PROBLEM:
Print each of the records below word for word, changing nothing.

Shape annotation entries
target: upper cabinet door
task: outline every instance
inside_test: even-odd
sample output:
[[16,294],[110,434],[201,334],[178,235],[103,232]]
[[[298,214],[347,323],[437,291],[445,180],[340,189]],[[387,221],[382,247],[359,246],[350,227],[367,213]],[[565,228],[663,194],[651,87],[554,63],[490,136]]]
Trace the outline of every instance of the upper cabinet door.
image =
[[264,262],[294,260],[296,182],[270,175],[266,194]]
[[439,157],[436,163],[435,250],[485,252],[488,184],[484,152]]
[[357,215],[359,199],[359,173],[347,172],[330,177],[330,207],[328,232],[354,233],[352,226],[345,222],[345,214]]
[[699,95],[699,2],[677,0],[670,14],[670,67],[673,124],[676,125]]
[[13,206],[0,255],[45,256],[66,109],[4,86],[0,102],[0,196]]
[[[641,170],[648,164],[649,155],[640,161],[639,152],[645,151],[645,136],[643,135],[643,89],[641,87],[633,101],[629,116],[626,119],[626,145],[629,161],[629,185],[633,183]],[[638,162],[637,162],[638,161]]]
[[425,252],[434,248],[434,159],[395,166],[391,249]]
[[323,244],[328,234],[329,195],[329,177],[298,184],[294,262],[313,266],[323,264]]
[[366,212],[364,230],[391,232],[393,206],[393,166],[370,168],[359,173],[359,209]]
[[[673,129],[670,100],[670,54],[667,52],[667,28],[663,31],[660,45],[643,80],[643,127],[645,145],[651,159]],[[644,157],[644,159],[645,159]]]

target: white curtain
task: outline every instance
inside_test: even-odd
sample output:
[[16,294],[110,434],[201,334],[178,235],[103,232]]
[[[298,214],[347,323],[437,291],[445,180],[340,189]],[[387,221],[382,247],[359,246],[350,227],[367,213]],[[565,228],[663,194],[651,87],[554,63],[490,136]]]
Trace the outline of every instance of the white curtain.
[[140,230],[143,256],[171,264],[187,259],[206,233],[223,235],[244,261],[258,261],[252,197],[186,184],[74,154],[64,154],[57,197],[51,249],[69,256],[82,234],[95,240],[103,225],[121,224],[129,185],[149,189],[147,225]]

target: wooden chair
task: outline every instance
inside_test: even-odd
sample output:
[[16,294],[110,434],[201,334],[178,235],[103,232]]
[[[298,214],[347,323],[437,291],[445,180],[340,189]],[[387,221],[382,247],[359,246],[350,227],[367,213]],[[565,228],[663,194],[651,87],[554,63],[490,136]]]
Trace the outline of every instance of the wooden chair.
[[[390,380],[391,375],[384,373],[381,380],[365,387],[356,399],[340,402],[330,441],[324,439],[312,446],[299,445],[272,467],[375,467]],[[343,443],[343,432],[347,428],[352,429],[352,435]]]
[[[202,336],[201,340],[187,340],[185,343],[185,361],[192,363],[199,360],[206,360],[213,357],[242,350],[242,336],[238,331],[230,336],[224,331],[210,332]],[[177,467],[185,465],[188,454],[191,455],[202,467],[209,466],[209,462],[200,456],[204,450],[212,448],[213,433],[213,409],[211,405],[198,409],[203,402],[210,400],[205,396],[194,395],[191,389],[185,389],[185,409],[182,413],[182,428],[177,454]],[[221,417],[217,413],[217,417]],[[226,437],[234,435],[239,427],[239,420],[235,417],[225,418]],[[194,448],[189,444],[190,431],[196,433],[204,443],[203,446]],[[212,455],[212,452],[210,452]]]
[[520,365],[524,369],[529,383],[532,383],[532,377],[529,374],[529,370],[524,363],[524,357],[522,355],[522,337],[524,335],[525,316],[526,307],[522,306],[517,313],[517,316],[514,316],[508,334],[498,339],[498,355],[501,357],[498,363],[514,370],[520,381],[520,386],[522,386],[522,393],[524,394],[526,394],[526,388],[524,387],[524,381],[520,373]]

SOLUTION TO THIS TASK:
target: upper cabinet door
task: outline every instance
inside_test: even-odd
sample output:
[[16,294],[110,434],[201,334],[178,235],[103,232]]
[[[298,214],[347,323],[437,291],[445,180],[340,189]],[[387,221],[382,247],[359,246],[350,227],[367,213]],[[565,228],[663,194],[651,87],[554,63],[490,136]]]
Trace the outline of every instance of the upper cabinet door.
image =
[[264,262],[294,260],[296,182],[270,175],[266,194]]
[[439,157],[436,163],[435,250],[485,252],[488,184],[484,152]]
[[357,215],[359,199],[359,173],[347,172],[330,177],[330,207],[328,232],[354,233],[352,226],[345,222],[345,214]]
[[699,95],[699,2],[677,0],[670,14],[670,67],[673,124],[676,125]]
[[13,206],[0,255],[45,256],[66,109],[4,86],[0,102],[0,196]]
[[[641,170],[648,164],[649,155],[640,161],[639,152],[645,151],[645,136],[643,135],[643,89],[641,87],[633,101],[629,116],[626,119],[626,145],[629,161],[629,185],[633,183]],[[638,162],[637,162],[638,161]]]
[[425,252],[434,248],[434,159],[395,166],[391,249]]
[[323,244],[328,234],[329,195],[329,177],[298,184],[294,262],[313,266],[323,264]]
[[366,212],[364,230],[391,232],[393,206],[393,166],[370,168],[359,173],[359,209]]
[[[673,129],[670,100],[670,54],[667,52],[667,28],[663,31],[660,45],[643,80],[643,127],[645,145],[651,159]],[[644,157],[644,159],[645,159]]]

target: white curtain
task: outline every instance
inside_test: even-odd
sample output:
[[16,294],[110,434],[201,334],[178,235],[103,232]]
[[[298,214],[347,323],[437,291],[445,180],[340,189]],[[387,221],[382,247],[359,246],[350,227],[367,213]],[[565,228],[663,194],[651,87],[554,63],[490,136]]]
Trace the outline of every instance of the white curtain.
[[140,230],[143,256],[171,264],[187,259],[206,233],[223,235],[244,261],[258,261],[252,197],[186,184],[74,154],[64,154],[57,197],[51,249],[69,256],[82,234],[95,240],[103,225],[121,224],[129,185],[149,189],[147,225]]

target: wooden chair
task: outline every instance
inside_test: even-odd
sample output:
[[16,294],[110,434],[201,334],[178,235],[103,232]]
[[[298,214],[347,323],[437,291],[445,180],[340,189]],[[387,221],[382,247],[359,246],[350,227],[367,213]],[[565,228],[663,194],[651,87],[554,63],[490,136]]]
Trace the outline of every instance of the wooden chair.
[[[390,380],[391,375],[384,373],[381,380],[365,387],[356,399],[340,402],[330,441],[324,439],[312,446],[299,445],[272,467],[375,467]],[[343,443],[343,432],[347,428],[352,429],[352,435]]]
[[[202,336],[201,340],[187,340],[185,343],[185,361],[192,363],[199,360],[206,360],[213,357],[242,350],[242,336],[238,331],[230,336],[224,331],[210,332]],[[177,467],[185,465],[188,454],[191,455],[202,467],[209,466],[209,462],[200,456],[204,450],[212,448],[213,433],[213,409],[211,405],[198,409],[203,402],[210,400],[205,396],[194,395],[191,389],[185,389],[185,409],[182,413],[182,428],[177,454]],[[221,417],[217,413],[217,417]],[[226,437],[234,435],[239,427],[239,420],[235,417],[225,418]],[[194,448],[189,444],[190,431],[196,433],[204,443],[203,446]],[[212,455],[212,452],[210,452]]]
[[520,365],[524,369],[529,383],[532,383],[532,377],[529,374],[529,370],[524,363],[524,357],[522,355],[522,337],[524,335],[525,316],[526,307],[522,306],[517,313],[517,316],[514,316],[508,334],[498,339],[498,355],[501,357],[498,363],[514,370],[520,381],[520,386],[522,386],[522,393],[524,394],[526,394],[526,388],[524,387],[524,381],[520,373]]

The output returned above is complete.